- Excerpted data -
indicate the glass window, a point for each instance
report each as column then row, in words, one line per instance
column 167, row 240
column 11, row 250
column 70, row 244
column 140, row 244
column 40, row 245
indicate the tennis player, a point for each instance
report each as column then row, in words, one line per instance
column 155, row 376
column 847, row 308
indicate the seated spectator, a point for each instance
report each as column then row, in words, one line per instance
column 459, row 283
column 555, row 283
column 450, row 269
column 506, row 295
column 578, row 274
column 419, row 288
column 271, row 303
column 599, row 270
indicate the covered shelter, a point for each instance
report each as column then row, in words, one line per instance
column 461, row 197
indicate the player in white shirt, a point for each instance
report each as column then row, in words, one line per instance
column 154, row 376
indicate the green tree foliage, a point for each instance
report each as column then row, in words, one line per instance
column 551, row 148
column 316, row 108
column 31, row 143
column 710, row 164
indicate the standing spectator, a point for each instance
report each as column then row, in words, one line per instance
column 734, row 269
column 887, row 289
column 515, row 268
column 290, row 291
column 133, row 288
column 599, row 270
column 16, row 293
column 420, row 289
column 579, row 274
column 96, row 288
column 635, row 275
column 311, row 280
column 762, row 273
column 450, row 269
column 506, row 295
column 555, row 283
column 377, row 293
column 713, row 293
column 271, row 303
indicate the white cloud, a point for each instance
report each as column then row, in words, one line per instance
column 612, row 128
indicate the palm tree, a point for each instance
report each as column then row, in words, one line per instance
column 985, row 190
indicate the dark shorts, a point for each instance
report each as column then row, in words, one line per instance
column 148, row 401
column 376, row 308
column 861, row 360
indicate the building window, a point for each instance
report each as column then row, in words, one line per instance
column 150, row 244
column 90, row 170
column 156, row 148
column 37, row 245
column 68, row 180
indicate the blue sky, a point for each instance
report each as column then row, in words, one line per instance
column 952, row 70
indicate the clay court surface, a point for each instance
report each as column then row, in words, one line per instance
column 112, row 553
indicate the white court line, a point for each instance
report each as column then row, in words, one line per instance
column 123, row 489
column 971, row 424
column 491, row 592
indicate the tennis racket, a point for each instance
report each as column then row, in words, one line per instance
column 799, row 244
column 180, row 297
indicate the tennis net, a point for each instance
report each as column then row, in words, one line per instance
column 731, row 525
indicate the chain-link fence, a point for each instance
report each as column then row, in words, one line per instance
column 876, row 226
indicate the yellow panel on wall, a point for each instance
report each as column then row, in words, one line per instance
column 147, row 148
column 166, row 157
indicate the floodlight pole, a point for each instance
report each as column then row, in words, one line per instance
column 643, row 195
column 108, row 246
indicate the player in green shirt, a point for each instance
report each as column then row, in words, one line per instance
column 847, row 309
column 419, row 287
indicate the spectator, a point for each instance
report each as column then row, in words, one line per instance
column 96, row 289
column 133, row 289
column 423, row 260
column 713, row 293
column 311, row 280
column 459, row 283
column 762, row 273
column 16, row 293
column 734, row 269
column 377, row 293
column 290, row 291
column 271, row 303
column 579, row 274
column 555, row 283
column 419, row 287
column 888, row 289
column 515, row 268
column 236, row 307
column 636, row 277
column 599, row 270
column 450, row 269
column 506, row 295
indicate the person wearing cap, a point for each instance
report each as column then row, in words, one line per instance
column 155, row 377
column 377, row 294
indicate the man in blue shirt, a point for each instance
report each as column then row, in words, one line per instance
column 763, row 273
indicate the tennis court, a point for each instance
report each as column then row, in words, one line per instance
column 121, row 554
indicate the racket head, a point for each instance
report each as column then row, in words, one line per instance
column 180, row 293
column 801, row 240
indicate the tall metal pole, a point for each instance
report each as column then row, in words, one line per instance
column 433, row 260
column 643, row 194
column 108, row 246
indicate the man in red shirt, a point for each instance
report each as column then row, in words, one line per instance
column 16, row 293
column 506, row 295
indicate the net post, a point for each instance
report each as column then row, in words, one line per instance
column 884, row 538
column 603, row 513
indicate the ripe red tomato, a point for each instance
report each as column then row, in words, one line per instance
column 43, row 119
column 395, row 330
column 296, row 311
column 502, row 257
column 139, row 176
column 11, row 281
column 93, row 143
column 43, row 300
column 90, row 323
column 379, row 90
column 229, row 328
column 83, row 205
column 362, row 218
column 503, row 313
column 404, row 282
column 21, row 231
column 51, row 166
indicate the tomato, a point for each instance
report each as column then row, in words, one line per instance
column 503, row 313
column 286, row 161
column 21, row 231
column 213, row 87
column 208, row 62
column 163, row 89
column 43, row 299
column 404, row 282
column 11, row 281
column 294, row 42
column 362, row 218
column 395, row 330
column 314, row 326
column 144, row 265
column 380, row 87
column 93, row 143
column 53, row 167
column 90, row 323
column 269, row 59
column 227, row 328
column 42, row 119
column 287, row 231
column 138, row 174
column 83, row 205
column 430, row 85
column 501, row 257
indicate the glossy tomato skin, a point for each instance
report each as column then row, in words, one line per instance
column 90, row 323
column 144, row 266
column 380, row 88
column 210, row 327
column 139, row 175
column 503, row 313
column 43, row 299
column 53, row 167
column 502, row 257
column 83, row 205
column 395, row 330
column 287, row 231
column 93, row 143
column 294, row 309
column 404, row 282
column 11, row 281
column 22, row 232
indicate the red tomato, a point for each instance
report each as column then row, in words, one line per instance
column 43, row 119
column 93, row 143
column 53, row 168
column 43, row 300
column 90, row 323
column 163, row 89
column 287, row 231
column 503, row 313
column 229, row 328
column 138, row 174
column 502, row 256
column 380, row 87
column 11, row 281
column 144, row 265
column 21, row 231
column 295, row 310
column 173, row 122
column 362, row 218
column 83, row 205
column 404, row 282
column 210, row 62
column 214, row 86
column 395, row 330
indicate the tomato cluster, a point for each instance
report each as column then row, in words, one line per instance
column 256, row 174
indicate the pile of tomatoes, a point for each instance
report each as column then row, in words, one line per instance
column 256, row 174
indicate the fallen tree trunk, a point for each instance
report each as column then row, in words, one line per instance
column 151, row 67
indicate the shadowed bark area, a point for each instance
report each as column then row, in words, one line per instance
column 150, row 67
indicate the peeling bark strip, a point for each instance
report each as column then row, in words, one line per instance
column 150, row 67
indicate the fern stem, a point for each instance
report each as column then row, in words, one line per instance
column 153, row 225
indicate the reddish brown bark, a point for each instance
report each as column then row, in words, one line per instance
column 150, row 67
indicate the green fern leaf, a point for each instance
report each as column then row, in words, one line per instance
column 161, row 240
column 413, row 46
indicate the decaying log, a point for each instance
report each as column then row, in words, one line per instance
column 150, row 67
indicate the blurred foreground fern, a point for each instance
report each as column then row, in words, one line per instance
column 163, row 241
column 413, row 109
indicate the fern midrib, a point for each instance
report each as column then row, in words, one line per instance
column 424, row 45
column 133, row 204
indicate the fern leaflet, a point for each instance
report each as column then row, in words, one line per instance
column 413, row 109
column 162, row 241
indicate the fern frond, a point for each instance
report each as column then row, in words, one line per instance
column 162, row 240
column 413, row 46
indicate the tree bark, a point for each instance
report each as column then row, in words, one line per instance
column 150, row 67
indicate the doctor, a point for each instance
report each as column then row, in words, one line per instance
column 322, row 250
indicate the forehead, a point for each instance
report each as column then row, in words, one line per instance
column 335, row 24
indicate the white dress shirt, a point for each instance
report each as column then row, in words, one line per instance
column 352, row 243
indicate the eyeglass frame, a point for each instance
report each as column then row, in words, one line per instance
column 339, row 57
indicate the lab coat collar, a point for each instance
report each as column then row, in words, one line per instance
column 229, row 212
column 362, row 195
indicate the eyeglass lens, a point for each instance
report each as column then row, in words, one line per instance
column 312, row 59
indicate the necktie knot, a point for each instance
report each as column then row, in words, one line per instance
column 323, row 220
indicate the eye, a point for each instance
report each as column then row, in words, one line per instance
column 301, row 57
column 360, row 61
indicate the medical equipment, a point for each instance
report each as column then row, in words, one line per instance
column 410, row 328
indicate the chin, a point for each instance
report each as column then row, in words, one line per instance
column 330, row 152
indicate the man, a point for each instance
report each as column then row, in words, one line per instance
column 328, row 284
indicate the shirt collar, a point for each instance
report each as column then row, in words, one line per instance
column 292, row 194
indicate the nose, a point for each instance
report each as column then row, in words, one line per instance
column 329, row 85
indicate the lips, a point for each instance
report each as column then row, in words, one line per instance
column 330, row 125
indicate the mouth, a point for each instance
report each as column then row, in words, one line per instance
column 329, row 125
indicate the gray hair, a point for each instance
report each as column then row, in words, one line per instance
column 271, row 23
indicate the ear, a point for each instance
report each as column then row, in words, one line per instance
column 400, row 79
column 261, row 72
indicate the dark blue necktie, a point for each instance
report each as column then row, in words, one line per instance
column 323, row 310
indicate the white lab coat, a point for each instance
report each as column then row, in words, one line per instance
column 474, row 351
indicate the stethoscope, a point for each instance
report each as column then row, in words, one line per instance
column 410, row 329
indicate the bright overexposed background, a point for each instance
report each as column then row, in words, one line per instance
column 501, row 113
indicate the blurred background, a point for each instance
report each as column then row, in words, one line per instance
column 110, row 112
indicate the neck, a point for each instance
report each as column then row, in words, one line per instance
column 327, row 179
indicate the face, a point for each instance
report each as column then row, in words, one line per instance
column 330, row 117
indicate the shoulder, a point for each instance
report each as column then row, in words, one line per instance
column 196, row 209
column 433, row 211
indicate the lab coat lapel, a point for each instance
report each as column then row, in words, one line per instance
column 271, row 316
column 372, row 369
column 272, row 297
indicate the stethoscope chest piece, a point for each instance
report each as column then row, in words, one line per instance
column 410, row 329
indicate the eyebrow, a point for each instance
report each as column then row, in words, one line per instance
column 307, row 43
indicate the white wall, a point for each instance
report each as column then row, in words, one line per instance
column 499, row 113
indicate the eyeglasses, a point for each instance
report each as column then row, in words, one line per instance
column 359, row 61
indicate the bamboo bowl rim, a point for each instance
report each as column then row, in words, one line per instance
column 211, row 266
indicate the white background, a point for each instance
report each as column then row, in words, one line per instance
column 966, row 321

- Written exercise -
Copy the records word for word, starting at the line containing "indicate the stethoscope, a" and ending at the line containing "column 327, row 179".

- Task response -
indicate the stethoscope, a point for each instance
report each as column then row, in words, one line per instance
column 410, row 329
indicate the bright overexposed background, a point for each instance
report each as column then row, in words, one line per instance
column 501, row 113
indicate the blurred background, a point for each instance
report each as column then row, in words, one line per instance
column 110, row 112
indicate the neck, a point for each instance
report each as column then row, in words, one line per instance
column 327, row 179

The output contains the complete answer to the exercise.